PROBLEM DESCRIPTION
Repeat the listing below word for word, leaving out the pictures.

RECORD EXCERPTS
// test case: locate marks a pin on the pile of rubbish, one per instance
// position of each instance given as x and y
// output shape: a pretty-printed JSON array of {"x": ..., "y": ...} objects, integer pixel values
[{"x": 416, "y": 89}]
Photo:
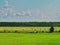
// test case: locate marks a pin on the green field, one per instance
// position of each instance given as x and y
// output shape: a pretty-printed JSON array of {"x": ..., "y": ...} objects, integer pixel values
[
  {"x": 29, "y": 39},
  {"x": 27, "y": 29}
]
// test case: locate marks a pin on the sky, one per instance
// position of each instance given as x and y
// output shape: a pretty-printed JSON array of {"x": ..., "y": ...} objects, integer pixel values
[{"x": 29, "y": 10}]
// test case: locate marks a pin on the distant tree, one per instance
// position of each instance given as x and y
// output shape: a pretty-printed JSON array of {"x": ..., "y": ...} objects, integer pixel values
[{"x": 52, "y": 29}]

RESULT OF THIS EXERCISE
// test case: locate marks a pin on the pile of rubbish, one per instance
// position of each instance given as x and y
// output shape: a pretty-printed JSON array of {"x": ..., "y": ...} objects, integer pixel values
[{"x": 416, "y": 89}]
Photo:
// test case: locate marks a pin on the green field, one per instance
// position of each instance given as x and y
// output shape: a pretty-printed JSON array of {"x": ..., "y": ...} objects, integer pixel values
[
  {"x": 29, "y": 39},
  {"x": 27, "y": 29}
]
// test case: locate marks a pin on the sky, one per instance
// position of each instance given as x and y
// output shape: a pretty-printed JSON array of {"x": ..., "y": ...} objects, integer pixel values
[{"x": 29, "y": 10}]
// test case: locate marks a pin on the distant tree, one per instance
// position of each instance given as x and y
// output shape: a pretty-printed JSON array of {"x": ..., "y": ...} objects, integer pixel values
[{"x": 52, "y": 29}]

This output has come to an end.